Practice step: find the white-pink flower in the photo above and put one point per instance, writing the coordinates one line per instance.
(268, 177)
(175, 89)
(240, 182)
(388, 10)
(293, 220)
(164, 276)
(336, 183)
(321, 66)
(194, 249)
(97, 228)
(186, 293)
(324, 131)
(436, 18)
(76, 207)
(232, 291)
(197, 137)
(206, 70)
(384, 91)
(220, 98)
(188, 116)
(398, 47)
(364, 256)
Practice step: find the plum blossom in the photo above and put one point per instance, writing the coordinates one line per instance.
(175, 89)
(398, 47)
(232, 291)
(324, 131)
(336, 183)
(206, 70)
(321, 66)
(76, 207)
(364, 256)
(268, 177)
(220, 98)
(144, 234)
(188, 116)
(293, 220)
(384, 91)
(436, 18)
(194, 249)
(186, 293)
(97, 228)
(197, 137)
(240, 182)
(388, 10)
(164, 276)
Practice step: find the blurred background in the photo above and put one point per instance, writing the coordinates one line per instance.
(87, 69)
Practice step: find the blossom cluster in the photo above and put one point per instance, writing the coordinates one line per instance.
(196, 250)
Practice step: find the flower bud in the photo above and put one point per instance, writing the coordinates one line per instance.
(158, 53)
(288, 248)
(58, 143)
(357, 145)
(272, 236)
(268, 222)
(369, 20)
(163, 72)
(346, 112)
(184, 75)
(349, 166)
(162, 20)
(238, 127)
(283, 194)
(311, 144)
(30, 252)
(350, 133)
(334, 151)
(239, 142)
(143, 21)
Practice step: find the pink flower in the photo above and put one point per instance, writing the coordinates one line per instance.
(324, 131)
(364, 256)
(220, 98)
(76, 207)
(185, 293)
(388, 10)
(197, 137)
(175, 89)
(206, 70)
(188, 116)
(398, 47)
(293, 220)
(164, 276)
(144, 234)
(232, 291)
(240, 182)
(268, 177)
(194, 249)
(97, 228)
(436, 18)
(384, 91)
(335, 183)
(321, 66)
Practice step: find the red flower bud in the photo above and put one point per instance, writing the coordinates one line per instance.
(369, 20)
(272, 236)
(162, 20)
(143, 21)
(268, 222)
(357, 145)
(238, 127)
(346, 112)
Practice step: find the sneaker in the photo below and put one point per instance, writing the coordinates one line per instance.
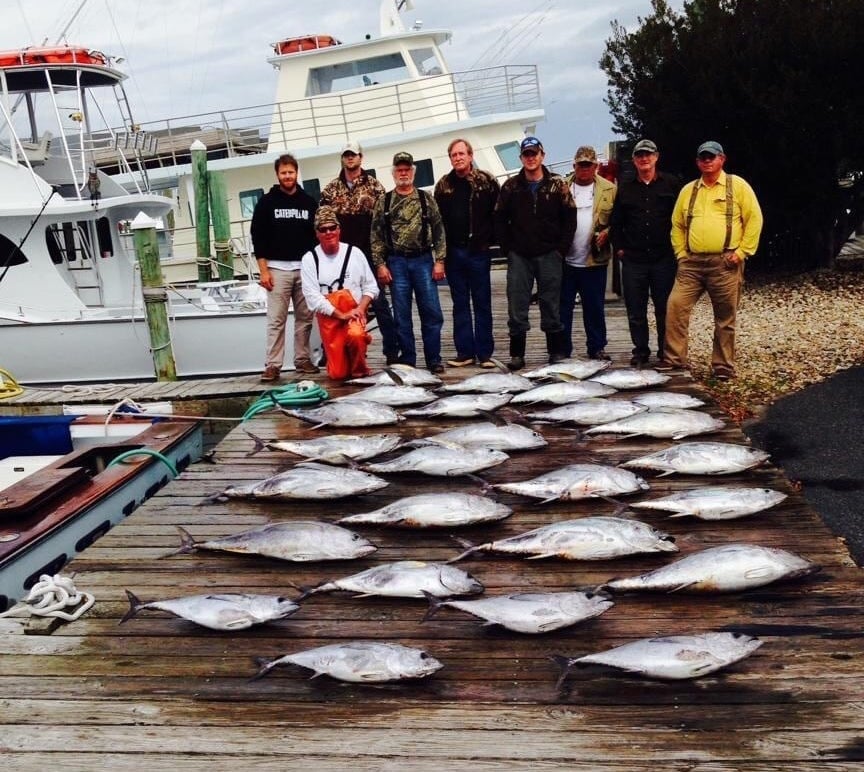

+++

Write out again every line from the one containing "Practice step: find the pink" through the end of the listing, both ends included, keeping the requests as they are but multiplying each coordinate in the answers by 2 and rounding to whole numbers, halves up. Leave the pictures out.

Practice step: find the pink flower in the photo above and put one point per instance, writing the coordinates one line per instance.
(648, 262)
(728, 512)
(440, 196)
(152, 414)
(370, 586)
(776, 20)
(394, 274)
(350, 178)
(412, 140)
(376, 232)
(796, 94)
(586, 440)
(328, 552)
(288, 468)
(464, 582)
(480, 364)
(536, 354)
(388, 498)
(194, 456)
(872, 36)
(768, 182)
(670, 366)
(642, 132)
Practice step: find the red flower bud in the photo above and put one point per instance, writing the coordinates one line per instance.
(738, 40)
(544, 472)
(324, 40)
(286, 42)
(536, 444)
(714, 290)
(476, 254)
(692, 224)
Practice step: find the sneaker in the photo below and put one point per instance, writing the coordinates one line per instance.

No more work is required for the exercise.